Exercise. Copy out the material below word for word, from its first line through the line containing "negative clicks: (583, 211)", including both of those lines.

Data to use.
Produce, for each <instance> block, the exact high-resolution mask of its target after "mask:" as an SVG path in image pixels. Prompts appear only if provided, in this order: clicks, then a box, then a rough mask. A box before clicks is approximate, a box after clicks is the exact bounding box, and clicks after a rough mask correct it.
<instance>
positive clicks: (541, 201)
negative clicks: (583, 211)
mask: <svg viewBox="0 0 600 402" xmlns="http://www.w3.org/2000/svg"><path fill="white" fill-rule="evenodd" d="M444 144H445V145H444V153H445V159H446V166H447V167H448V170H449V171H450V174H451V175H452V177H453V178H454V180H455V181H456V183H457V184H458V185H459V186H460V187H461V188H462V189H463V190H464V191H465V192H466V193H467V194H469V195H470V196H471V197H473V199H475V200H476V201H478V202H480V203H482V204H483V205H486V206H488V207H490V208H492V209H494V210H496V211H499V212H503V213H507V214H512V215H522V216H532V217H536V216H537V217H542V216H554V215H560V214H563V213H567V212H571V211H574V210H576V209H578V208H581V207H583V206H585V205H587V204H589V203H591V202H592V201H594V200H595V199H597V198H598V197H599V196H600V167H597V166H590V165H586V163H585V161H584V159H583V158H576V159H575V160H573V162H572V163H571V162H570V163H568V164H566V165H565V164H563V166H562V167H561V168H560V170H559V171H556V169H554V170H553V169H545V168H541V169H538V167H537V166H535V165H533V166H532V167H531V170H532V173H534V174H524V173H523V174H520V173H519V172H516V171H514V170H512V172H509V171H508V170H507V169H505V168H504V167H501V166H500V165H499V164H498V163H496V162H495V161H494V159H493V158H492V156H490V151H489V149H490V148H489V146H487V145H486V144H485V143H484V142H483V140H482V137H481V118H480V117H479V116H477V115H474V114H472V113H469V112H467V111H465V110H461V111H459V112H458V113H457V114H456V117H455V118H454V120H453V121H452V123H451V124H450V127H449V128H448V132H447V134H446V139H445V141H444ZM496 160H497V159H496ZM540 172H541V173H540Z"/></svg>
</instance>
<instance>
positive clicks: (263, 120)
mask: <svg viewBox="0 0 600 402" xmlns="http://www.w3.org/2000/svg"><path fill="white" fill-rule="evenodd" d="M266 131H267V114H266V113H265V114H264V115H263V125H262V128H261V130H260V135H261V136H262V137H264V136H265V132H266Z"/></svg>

Result of this task.
Produce, for each <instance> block, the exact high-resolution mask of its target after "mask:" as an SVG path in image pixels. Prompts appear only if provided, in this order: clicks, then a box, then a rough mask. A box before clicks is approximate, a box after clicks is the exact bounding box, and clicks after a rough mask correct it.
<instance>
positive clicks: (541, 201)
negative clicks: (583, 211)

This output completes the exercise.